▶ _WHAT TO WORK ON_
Reproduce everything from the start of the records down to the line containing "502 363 L 488", substituting "insect abdomen" for "mosquito abdomen" and leaving all else unchanged.

Records from an annotation dataset
** START **

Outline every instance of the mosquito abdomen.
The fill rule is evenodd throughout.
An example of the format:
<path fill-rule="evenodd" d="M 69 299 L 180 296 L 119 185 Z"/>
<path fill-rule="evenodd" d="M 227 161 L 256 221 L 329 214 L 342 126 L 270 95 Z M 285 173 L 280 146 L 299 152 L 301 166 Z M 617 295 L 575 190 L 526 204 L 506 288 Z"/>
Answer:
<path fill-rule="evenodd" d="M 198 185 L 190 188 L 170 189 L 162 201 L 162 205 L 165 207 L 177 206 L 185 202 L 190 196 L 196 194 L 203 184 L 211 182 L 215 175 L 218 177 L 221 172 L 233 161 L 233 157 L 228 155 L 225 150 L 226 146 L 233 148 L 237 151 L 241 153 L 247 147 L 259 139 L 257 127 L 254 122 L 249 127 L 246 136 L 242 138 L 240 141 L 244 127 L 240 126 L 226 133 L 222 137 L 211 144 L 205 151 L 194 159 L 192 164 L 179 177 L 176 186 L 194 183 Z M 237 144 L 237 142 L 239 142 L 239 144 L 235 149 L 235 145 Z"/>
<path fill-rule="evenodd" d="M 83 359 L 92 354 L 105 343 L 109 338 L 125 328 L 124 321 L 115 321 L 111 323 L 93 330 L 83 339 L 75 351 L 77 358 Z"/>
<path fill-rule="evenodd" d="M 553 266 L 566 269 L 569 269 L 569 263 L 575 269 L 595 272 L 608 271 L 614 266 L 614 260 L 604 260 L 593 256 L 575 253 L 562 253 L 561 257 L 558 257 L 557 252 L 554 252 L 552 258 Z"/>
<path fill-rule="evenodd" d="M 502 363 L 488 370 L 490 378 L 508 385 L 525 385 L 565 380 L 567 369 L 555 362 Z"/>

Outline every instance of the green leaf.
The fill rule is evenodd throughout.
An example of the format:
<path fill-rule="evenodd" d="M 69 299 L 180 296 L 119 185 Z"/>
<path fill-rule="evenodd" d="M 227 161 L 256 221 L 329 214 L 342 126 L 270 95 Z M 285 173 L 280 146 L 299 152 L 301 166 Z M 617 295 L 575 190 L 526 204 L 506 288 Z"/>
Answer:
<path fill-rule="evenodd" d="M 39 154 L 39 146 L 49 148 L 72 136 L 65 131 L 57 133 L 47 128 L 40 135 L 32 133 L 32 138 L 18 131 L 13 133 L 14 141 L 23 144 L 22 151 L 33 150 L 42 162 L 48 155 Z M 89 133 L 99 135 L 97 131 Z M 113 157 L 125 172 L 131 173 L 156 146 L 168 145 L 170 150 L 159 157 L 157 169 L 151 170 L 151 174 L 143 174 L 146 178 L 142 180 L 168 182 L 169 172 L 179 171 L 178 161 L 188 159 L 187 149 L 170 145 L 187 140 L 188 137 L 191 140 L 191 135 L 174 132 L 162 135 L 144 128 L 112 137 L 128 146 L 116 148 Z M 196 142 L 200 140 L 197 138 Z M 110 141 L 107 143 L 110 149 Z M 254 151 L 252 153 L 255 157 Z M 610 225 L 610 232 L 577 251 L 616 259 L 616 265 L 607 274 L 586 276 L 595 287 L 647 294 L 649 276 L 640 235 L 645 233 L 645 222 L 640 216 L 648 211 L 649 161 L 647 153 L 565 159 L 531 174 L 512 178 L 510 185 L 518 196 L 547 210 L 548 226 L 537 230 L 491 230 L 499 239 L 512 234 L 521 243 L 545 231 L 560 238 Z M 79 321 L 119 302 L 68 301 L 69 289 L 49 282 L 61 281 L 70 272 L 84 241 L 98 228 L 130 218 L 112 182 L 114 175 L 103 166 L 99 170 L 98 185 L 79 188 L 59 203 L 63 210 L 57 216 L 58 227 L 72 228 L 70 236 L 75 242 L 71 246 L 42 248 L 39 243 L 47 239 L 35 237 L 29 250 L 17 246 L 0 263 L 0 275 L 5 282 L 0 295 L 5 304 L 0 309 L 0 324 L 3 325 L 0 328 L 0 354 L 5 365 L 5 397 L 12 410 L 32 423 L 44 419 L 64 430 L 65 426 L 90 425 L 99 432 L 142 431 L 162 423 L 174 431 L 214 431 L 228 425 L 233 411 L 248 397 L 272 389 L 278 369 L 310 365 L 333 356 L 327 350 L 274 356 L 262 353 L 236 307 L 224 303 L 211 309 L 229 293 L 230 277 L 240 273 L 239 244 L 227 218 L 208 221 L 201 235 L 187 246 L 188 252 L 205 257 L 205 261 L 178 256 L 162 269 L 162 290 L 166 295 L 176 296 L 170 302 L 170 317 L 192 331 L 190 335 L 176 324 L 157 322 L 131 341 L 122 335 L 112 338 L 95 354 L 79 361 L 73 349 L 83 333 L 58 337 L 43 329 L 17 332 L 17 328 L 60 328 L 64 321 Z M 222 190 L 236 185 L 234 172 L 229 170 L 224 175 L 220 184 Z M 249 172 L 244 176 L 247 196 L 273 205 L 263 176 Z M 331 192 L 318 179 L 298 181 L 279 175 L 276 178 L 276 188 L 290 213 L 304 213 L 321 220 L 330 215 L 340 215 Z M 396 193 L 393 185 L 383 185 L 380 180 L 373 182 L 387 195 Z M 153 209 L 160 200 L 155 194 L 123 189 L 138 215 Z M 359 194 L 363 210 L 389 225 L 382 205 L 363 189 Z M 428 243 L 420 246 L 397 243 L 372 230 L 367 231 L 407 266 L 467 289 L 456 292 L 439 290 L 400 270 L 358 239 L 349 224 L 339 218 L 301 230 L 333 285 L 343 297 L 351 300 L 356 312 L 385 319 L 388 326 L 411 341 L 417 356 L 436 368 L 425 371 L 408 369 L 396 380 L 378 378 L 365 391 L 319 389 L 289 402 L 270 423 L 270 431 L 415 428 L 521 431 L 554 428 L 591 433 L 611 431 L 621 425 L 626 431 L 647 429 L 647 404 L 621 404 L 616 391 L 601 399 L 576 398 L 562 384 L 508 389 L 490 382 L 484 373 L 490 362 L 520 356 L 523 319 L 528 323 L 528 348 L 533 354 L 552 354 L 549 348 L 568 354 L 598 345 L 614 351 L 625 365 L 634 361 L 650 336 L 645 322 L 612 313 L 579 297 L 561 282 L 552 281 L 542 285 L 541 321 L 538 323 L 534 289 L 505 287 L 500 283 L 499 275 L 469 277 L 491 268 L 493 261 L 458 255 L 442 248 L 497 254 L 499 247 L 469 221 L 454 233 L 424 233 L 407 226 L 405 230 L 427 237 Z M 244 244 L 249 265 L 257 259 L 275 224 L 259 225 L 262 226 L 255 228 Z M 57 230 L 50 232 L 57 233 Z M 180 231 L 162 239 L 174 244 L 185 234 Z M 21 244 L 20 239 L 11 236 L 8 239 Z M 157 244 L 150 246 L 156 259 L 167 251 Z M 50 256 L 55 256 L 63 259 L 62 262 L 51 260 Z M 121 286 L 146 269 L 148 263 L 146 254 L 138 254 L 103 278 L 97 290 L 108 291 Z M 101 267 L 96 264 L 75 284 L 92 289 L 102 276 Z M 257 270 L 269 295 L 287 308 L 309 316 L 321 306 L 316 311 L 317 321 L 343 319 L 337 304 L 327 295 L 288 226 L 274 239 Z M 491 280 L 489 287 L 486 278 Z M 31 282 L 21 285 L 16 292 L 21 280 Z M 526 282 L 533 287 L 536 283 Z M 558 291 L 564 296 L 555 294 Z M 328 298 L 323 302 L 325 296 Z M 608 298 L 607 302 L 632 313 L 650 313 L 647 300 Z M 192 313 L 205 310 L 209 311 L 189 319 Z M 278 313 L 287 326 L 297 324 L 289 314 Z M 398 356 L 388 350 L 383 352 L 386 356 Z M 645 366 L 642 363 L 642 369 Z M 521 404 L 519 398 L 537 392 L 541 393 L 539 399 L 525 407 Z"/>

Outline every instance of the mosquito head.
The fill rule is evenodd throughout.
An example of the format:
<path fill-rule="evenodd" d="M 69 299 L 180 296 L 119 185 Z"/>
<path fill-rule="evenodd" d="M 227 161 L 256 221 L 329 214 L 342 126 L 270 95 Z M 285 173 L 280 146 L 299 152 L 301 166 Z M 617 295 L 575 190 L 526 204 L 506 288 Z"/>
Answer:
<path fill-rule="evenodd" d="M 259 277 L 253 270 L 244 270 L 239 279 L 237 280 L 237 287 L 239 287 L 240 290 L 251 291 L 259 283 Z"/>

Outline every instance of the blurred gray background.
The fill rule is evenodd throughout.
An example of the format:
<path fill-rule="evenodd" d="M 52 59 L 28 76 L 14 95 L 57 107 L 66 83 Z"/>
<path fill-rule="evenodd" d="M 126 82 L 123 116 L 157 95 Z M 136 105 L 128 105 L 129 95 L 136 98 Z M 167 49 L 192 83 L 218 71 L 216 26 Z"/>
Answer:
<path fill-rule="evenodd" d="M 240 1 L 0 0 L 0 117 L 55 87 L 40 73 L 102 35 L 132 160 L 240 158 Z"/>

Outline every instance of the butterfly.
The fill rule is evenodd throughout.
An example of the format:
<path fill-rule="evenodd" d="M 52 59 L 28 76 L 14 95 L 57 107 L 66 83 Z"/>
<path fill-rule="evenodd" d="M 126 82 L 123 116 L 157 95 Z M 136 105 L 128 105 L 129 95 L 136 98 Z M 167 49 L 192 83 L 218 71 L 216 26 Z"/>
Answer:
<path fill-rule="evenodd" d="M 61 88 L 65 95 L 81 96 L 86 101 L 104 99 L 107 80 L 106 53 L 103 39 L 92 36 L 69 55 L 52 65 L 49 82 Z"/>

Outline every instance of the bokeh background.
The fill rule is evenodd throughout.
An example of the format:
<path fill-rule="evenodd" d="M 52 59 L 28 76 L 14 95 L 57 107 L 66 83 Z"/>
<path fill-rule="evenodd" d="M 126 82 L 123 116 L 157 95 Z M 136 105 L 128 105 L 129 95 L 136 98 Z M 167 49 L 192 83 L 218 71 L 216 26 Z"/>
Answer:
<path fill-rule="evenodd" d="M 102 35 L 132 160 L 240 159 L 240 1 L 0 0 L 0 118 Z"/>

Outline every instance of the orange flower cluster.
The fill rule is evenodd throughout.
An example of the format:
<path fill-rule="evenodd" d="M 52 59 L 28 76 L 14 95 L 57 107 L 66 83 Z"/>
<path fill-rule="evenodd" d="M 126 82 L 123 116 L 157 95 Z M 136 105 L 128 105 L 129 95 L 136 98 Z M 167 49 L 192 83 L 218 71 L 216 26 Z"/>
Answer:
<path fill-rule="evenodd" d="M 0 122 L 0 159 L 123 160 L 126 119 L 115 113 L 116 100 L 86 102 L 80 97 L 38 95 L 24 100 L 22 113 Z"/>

** END **

▶ _ANSWER IN FULL_
Outline every instance of the insect abdomen.
The fill rule is evenodd throughout.
An example of the format:
<path fill-rule="evenodd" d="M 69 299 L 180 296 L 119 185 Z"/>
<path fill-rule="evenodd" d="M 227 161 L 256 221 L 329 214 L 342 126 L 270 95 Z M 285 173 L 280 146 L 299 152 L 301 166 Z M 617 295 L 575 190 L 526 204 L 506 288 Z"/>
Answer:
<path fill-rule="evenodd" d="M 198 185 L 190 188 L 170 189 L 162 201 L 162 205 L 165 207 L 177 206 L 185 202 L 190 196 L 196 194 L 203 184 L 211 182 L 215 175 L 218 177 L 221 172 L 233 161 L 233 157 L 228 155 L 225 150 L 226 146 L 233 148 L 237 151 L 241 153 L 247 147 L 259 139 L 257 127 L 254 122 L 249 127 L 246 136 L 242 138 L 240 141 L 244 127 L 240 126 L 226 133 L 222 137 L 211 144 L 205 151 L 194 159 L 192 164 L 179 177 L 176 186 L 194 183 Z M 237 144 L 237 142 L 239 142 L 239 144 L 235 149 L 235 145 Z"/>
<path fill-rule="evenodd" d="M 83 359 L 92 354 L 105 343 L 109 338 L 125 328 L 124 321 L 115 321 L 111 323 L 93 330 L 83 339 L 75 351 L 77 358 Z"/>
<path fill-rule="evenodd" d="M 553 266 L 566 269 L 569 269 L 569 263 L 575 269 L 595 272 L 608 271 L 614 266 L 614 260 L 604 260 L 593 256 L 575 253 L 562 253 L 561 257 L 558 257 L 557 252 L 554 252 L 552 258 Z"/>
<path fill-rule="evenodd" d="M 502 363 L 488 370 L 490 378 L 508 385 L 525 385 L 565 380 L 567 369 L 555 362 Z"/>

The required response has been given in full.